THE EXERCISE — How many lines in the entries below contain the string "railing"? Treat capital and lowercase letters as distinct, and reply with the number alone.

Entries excerpted from a collection:

════════

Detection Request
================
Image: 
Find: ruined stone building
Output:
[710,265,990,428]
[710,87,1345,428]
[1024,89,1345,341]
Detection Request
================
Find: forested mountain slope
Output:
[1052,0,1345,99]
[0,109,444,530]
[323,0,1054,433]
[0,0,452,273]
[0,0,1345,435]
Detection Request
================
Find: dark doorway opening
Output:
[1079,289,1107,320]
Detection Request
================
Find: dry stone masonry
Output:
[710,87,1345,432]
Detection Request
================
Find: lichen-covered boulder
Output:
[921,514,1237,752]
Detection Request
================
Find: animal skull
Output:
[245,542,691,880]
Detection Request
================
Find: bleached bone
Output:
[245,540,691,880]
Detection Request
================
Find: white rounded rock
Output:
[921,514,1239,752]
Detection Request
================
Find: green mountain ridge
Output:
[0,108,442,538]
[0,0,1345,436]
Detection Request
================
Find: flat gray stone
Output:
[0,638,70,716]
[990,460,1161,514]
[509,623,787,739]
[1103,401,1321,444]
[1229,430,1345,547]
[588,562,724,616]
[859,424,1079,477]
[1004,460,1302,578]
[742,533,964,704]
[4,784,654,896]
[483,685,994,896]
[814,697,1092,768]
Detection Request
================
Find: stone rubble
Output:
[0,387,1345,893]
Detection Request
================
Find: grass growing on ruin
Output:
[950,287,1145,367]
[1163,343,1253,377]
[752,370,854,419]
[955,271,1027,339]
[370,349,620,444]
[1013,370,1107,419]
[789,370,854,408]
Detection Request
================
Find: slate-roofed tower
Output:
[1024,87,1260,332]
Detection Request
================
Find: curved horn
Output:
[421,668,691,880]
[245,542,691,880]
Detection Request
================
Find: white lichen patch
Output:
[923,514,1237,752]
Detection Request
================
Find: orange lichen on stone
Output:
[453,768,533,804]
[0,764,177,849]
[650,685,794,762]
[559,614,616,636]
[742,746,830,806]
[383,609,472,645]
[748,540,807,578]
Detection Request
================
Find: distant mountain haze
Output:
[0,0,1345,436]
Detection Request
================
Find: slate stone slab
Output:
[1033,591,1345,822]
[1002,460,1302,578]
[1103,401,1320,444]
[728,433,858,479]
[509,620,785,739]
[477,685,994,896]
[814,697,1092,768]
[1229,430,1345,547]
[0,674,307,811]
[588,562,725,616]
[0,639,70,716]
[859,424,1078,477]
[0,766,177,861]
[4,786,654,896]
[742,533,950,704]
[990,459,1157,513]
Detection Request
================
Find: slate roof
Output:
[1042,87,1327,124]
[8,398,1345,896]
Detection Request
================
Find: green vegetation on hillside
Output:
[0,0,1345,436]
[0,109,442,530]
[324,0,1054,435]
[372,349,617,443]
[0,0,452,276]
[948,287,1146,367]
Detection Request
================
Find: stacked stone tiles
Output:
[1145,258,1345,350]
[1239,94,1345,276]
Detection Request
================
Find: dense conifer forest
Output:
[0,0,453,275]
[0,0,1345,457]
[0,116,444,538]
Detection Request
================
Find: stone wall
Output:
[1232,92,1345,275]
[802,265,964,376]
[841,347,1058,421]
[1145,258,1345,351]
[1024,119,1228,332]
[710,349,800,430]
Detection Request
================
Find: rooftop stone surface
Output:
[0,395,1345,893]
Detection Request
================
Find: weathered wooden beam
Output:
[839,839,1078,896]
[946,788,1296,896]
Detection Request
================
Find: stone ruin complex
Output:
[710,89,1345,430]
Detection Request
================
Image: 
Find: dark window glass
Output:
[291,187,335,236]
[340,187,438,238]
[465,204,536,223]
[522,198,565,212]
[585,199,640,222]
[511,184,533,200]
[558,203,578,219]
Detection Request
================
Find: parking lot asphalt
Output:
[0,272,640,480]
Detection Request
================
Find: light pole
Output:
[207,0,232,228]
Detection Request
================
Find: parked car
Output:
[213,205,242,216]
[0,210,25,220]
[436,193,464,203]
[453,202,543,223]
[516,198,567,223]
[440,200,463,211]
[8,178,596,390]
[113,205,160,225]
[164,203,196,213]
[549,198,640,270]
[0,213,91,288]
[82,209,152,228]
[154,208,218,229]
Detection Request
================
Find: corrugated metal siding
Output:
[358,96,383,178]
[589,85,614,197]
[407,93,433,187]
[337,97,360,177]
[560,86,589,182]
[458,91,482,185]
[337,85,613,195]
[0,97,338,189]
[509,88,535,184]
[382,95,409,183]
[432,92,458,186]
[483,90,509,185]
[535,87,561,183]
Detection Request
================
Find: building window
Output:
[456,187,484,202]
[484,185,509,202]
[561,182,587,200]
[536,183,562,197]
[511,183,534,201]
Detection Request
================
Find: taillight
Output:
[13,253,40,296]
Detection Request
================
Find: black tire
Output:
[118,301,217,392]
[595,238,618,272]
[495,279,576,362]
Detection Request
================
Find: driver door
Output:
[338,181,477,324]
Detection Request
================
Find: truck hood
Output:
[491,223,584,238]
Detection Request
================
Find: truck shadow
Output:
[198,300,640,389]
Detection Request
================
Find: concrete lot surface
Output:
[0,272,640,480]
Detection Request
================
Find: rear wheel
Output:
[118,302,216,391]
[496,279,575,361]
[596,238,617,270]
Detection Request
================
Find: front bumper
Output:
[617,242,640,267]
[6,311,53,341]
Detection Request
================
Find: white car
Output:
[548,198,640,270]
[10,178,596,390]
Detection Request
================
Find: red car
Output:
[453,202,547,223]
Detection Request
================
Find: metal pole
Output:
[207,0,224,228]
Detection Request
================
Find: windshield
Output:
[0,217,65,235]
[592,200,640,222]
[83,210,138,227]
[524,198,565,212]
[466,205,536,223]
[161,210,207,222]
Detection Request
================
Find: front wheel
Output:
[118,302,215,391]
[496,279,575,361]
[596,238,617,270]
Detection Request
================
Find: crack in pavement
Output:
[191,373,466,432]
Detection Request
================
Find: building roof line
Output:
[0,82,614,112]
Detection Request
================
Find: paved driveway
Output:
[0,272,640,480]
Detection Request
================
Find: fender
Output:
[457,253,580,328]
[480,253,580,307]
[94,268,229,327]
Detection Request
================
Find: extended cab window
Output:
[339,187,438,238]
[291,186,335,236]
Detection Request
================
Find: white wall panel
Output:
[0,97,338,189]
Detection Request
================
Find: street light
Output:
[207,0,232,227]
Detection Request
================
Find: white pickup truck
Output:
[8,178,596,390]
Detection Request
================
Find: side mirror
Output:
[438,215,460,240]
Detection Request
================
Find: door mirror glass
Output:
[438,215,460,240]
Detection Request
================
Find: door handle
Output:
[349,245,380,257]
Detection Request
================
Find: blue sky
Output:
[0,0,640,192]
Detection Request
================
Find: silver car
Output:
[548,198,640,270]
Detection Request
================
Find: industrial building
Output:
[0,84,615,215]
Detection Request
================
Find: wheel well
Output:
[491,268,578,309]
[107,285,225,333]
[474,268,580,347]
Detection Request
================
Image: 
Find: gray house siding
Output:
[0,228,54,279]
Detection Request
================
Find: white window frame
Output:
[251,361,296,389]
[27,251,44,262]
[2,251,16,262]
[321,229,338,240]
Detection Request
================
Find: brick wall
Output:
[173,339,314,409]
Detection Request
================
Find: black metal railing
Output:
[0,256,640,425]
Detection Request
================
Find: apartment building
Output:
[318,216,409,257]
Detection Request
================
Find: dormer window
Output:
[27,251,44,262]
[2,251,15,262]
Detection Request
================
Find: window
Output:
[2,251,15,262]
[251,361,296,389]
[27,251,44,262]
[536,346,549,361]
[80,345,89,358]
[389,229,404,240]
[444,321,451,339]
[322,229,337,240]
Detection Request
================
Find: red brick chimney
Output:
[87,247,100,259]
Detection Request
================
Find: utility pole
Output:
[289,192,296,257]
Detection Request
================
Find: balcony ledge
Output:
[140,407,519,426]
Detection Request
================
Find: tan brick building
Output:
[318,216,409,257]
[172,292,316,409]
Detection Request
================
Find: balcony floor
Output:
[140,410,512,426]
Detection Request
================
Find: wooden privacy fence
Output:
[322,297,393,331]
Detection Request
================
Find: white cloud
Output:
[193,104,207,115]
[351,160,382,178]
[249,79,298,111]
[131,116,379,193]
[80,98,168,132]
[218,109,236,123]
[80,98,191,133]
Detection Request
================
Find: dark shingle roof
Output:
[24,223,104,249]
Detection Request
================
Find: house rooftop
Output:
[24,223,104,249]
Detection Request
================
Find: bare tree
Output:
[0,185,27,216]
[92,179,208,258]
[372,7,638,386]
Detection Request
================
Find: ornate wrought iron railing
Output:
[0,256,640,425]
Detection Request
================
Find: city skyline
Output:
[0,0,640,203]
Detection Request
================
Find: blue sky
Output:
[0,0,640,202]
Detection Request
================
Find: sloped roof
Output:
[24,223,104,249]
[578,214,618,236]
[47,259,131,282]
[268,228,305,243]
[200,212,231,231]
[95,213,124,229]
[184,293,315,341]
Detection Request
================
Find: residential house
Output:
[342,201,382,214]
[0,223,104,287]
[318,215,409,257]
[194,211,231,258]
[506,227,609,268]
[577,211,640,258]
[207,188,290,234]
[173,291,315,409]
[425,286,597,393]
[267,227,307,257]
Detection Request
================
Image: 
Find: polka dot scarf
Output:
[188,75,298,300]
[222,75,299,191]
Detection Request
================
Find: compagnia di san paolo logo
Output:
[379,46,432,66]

════════

TASK SOLUTION — 2